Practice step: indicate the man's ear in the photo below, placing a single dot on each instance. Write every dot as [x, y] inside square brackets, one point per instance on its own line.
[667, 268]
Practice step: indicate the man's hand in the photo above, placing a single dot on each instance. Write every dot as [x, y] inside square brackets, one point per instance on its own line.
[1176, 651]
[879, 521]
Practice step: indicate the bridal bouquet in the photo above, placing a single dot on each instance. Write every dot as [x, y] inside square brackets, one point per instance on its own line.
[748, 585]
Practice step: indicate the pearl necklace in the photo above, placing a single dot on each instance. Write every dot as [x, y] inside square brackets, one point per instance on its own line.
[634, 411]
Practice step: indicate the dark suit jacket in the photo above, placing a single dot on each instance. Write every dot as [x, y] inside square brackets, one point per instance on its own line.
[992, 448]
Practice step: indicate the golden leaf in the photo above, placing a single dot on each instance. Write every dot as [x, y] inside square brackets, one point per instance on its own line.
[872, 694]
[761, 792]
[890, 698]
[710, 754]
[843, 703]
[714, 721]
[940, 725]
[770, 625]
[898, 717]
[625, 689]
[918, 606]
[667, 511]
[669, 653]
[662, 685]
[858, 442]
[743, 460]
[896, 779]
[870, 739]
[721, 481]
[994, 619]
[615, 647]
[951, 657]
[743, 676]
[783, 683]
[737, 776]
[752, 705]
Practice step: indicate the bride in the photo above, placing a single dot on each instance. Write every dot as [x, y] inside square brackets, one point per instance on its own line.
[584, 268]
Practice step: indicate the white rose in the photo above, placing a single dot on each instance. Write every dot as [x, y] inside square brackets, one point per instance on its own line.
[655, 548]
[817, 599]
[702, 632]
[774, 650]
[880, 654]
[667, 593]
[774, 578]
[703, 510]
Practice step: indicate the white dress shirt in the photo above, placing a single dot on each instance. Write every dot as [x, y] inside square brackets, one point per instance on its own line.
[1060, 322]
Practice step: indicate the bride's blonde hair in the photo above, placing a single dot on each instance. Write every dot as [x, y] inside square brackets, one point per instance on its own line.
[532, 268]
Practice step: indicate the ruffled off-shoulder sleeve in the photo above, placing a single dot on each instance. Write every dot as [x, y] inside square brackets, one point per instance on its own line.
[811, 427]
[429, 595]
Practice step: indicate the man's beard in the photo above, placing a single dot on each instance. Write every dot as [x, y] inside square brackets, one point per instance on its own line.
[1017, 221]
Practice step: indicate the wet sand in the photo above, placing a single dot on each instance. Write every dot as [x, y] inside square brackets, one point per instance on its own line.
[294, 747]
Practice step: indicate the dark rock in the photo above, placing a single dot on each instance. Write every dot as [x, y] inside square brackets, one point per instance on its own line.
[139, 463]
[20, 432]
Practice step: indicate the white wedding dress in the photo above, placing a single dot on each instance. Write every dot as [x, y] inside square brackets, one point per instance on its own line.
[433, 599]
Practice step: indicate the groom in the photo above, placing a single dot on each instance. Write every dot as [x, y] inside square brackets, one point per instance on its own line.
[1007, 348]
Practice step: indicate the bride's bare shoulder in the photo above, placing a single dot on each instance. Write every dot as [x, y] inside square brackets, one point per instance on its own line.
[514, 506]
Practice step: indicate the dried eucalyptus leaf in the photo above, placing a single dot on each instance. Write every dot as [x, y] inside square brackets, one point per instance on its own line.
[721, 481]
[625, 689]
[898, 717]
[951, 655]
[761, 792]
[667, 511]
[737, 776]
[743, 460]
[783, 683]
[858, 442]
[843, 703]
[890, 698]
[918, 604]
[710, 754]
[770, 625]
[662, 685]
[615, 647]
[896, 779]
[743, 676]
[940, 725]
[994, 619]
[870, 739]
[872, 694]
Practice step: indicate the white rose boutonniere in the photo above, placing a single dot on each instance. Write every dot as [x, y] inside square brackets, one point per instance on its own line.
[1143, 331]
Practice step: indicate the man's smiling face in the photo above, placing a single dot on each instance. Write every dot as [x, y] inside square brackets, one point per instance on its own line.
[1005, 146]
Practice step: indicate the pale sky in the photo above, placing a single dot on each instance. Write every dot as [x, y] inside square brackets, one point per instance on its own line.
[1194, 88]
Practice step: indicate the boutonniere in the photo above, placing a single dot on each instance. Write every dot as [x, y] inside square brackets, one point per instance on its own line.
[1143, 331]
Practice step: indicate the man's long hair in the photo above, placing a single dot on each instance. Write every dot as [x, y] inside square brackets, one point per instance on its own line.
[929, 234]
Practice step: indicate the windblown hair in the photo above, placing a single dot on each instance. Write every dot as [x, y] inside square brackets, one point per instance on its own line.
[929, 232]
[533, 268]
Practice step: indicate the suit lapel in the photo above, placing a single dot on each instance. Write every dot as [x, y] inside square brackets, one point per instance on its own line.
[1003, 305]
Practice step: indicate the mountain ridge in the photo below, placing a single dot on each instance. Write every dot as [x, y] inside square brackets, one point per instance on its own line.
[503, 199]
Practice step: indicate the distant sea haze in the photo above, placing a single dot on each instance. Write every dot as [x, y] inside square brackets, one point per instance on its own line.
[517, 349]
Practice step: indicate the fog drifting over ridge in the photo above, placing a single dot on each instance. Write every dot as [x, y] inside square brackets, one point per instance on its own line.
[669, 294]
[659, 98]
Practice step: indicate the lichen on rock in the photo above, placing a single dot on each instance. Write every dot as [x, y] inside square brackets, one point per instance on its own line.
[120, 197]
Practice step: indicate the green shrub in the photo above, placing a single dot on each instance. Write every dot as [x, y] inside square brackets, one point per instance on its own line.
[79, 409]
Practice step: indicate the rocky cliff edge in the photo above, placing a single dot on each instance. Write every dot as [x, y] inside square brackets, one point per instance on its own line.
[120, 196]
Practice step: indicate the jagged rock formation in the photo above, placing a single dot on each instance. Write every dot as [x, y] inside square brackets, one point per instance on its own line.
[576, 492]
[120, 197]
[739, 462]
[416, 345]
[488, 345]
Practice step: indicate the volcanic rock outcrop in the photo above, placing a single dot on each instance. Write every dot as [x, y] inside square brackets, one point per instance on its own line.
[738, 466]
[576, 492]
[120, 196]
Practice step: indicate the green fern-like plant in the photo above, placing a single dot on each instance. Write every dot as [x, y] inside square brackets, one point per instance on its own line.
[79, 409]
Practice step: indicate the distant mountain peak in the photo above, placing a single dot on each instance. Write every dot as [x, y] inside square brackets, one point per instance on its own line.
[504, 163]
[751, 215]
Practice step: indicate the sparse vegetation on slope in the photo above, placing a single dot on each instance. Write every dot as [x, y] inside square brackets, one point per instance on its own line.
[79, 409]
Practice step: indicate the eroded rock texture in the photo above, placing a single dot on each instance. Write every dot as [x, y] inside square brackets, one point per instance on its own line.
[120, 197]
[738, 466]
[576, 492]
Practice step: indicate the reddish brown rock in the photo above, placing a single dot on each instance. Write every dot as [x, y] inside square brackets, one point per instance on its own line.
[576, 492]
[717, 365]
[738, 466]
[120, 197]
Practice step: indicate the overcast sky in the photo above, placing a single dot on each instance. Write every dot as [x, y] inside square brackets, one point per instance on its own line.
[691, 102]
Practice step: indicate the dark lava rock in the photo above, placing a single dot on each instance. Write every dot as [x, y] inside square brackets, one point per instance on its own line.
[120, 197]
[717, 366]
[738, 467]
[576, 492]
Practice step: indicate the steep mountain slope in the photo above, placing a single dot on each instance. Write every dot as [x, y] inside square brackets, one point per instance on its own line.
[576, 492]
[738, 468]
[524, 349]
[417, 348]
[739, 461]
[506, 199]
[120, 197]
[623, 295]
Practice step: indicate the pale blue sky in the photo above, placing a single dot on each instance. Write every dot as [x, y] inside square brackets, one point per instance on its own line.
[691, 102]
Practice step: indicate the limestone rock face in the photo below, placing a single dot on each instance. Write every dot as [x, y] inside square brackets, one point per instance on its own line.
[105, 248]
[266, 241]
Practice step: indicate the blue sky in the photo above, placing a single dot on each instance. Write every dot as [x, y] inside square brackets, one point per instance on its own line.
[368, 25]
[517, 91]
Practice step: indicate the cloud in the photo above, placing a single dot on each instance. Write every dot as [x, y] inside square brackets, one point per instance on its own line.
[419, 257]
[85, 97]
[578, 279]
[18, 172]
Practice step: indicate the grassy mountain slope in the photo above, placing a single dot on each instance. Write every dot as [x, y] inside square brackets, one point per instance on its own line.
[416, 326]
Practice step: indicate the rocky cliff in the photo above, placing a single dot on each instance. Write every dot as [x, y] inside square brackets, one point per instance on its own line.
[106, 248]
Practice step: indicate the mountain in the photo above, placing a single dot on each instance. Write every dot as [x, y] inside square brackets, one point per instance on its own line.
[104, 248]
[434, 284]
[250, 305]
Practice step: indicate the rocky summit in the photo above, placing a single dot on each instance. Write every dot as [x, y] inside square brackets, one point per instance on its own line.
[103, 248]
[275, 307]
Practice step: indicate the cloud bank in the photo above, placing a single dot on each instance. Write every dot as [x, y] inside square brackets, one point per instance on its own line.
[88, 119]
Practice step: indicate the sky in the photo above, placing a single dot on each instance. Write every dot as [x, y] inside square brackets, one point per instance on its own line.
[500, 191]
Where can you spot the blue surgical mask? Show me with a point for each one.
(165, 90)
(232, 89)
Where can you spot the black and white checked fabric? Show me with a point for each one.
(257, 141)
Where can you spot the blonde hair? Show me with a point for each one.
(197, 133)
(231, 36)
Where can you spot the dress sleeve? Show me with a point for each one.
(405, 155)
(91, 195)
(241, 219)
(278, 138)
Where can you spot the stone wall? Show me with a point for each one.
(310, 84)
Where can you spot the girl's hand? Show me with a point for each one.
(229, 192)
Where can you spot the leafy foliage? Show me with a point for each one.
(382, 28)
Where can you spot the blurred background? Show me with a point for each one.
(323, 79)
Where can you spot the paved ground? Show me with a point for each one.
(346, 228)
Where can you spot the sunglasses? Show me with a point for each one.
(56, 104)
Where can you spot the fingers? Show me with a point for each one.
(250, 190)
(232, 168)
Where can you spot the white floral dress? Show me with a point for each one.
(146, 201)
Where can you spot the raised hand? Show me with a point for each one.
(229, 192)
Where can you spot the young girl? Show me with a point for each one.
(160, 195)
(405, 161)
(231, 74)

## [Your objective]
In the listing above, find the line that contains "Where can you spot the young". Write it out exactly, along with each line after it up to and including the last.

## [Answer area]
Where can you spot the young girl? Show me with a point for each one.
(160, 195)
(405, 161)
(231, 74)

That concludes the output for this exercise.